◆ **STUDY QUESTIONS**:
A - Please repeat the oil supply article word for word, from "This report drove" to "day in 2018Q3.".
B - Carry on the oil supply article, starting right after its last line.

◆ **SELECTED EXTRACT**:
Record US and World Oil Supplies in 2019 and 2020 and Crazy Peak Oilers

Peak Oil was a very popular idea from about 2000 to 2013.

The idea was that world oil production or a nations oil production would reach a maximum level and then go into permanent decline.

US crude oil production set a new record back in February, 2018 to surpass the previous oil production peak set in the 1970s. US Oil production will be setting more record highs in 2019 and 2020.

US total all liquids oil production set a new record in 2014.

There was a 2012 Harvard forecast of oil production by Leonardo Maugeri.

This report drove the Peak Oilers crazy in 2012 and 2013. The report predicted that world oil production would reach 110 million barrels per dayin 2020 if the price of oil was $70 per barrel or higher.

The World is on track to be very close to that oil production level in 2020.

World oil production is at 100.75 million barrel per day in 2018Q3.

In 2018, IEA is predicted world oil supply to increase to 103 million barrels per day by the end of 2019. World oil supply will be about 105 to 106 million barrels per day in 2020.

US crude oil production should surpass 12 million barrels per day in 2018 and reach 14 million barrels per day in 2019 and 16 million barrels per day in 2020.

In 2018, Iraq is forecasted to boost production to 5 million bpd by 2028, and to 6 million bpd by 2036. Iraq has the potential for 7 million bpd of production. Iraq’s production is 4.46 million bpd.

Oil Production Drops IF there is no Further Investment

In 2018, German Dr. Harry Brinkmann and the Association of Study of Peak Oil and Gas believe an IEA chart represents a forecast of peak oil.

On Page 159 of the IEA World Energy Outlook 2018 (WEO 18) there was a chart that oil production would rapidly decline IF there was no further investment.

The Peak Oilers have been reduced to grasping at a pathetic misinterpretation of a graph.

55 thoughts on “Record US and World Oil Supplies in 2019 and 2020 and Crazy Peak Oilers”

◆ **DATASET CONTENT**:
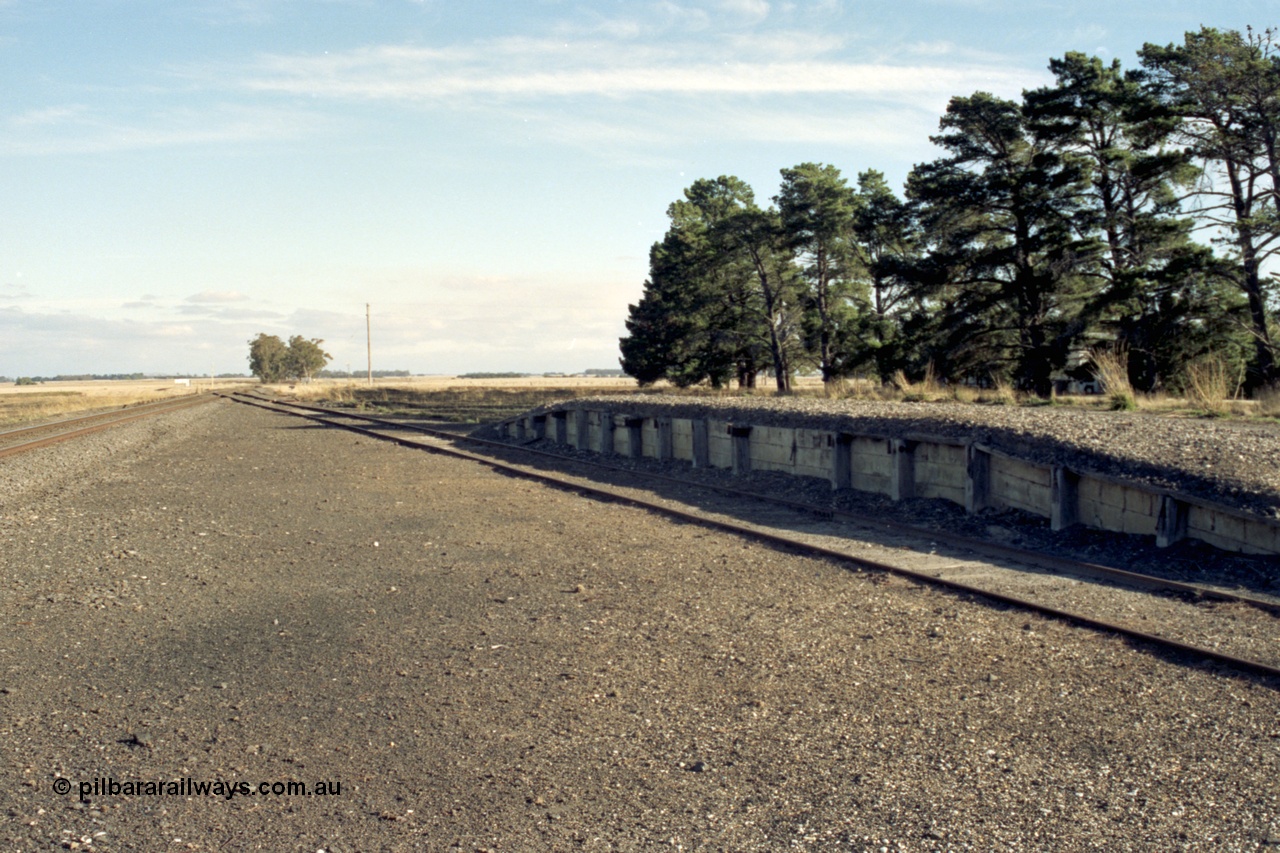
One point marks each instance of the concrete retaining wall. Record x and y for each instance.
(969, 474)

* * *

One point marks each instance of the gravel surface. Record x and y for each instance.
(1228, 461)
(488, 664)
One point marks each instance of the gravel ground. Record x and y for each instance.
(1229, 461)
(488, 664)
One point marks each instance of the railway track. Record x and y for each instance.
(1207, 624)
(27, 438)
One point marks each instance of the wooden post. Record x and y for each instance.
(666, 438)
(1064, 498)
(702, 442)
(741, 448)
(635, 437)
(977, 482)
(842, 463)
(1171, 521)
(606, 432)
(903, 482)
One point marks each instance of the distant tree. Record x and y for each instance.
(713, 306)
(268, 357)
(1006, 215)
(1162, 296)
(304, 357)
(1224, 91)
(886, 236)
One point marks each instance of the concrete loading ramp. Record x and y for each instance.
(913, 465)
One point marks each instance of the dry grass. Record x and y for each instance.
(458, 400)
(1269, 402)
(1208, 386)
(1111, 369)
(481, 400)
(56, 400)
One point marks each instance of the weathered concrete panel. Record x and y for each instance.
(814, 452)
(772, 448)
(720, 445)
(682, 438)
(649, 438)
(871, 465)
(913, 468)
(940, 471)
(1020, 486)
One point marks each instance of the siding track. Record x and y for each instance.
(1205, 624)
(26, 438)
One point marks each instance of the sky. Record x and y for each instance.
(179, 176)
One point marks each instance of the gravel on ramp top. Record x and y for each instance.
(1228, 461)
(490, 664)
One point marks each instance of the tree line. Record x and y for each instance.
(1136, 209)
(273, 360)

...

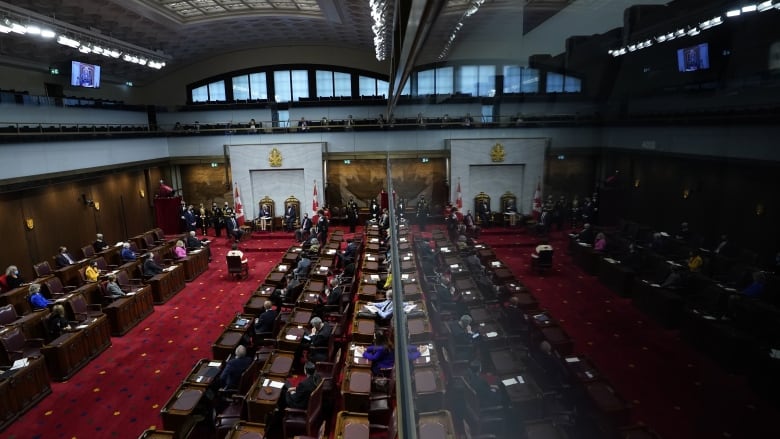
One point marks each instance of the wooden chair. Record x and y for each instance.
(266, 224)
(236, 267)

◆ **REPLIES**:
A -
This report drove the Peak Oilers crazy in 2012 and 2013. The report predicted that world oil production would reach 110 million barrels per dayin 2020 if the price of oil was $70 per barrel or higher.

The World is on track to be very close to that oil production level in 2020.

World oil production is at 100.75 million barrel per day in 2018Q3.

B -
  1. The lowered production demand has several factors. While still a slow growth, a few million more EVs were added to the roads including buses where it really matters. China’s economic growth has slowed greatly in the last 18 months. The max production rate is probably over 130 mpbd, depending on price, but we’ll never need all of that. Shale reserves it turns out are all over the world. Australia, Bahrain, many more. And China has barely started its own shale recovery, which they’ll be expanding by several mpbd. OPEC+ members are voluntarily withholding a couple million per day now of conventional, US sanctions are keeping Iran’s levels down by a few million from a conservative potential. And there’s conventional oil that is being left untapped (mostly offshore) around the world for environmental concerns because it won’t be needed. Again, thankfully we’ll never need all of what can be tapped. Peak demand is probably before 2030. In the early 2020s it will grow around 1 million mpbd each year and by the late 2020s it will almost certainly have plateaued. Which specific year will depend on the upcoming batteries in EVs, and if long haul trucks become electric in any numbers worth noting.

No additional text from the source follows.